Leitsatz (amtlich)
1. Wird in einem Rechtsstreit in II. Instanz, in dem zunächst die mündliche Verhandlung vorgesehen war, durch Abschluss eines schriftlichen Vergleichs gem. § 278 Abs. 6 ZPO auf die mündliche Verhandlung verzichtet, so fällt nach Nr. 3202 Abs. 1 i.V.m. Nr. 3104 Abs. 1 Ziff. 1 RVG-VV eine Terminsgebühr an. Die Terminsgebühr gehört auch dann zu den "Kosten des Rechtsstreits", wenn in dem Vergleich ein bisher nicht rechtshängiger Anspruch einbezogen wird.
2. Treffen die Prozessparteien in einem Vergleich eine Kostenregelung hinsichtlich der" Kosten des Rechtsstreits" einerseits und der "Vergleichsgebühr" andererseits, so bezieht sich die letztgenannte Bestimmung bei Fehlen abweichender Anhaltspunkte auf die Einigungsgebühr nach Nr. 1000 RVG-VV.
----------------
● AUFGABE A:
Beantworte anhand des Leitsatzes:
(i) Nach welcher Vorschrift der ZPO wird der schriftliche Vergleich abgeschlossen?
(ii) Nach welcher Nummer des RVG-VV fällt die Terminsgebühr in Verbindung mit Nr. 3104 Abs. 1 Ziff. 1 an?
(iii) Auf welche Gebühr bezieht sich die Bestimmung zur "Vergleichsgebühr", wenn abweichende Anhaltspunkte fehlen?
Der Text und die Auflistung stammen aus unterschiedlichen Quellen.
----------------
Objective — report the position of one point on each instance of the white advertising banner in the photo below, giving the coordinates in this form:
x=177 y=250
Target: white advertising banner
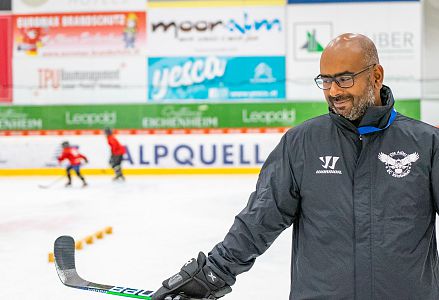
x=47 y=6
x=229 y=31
x=395 y=29
x=79 y=80
x=429 y=111
x=144 y=151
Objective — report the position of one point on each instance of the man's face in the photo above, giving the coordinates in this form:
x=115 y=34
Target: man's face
x=351 y=102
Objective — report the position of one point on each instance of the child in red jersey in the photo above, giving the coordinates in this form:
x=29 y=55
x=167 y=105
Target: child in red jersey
----------------
● AUFGABE B: Nenne nur die Zahl der Zeilen in der Auflistung, in denen das Wort "white" steht.

● FERTIGE LÖSUNG A:
(i) § 278 Abs. 6 ZPO
(ii) Nr. 3202 Abs. 1 RVG-VV
(iii) Auf die Einigungsgebühr nach Nr. 1000 RVG-VV

● FERTIGE LÖSUNG B: 2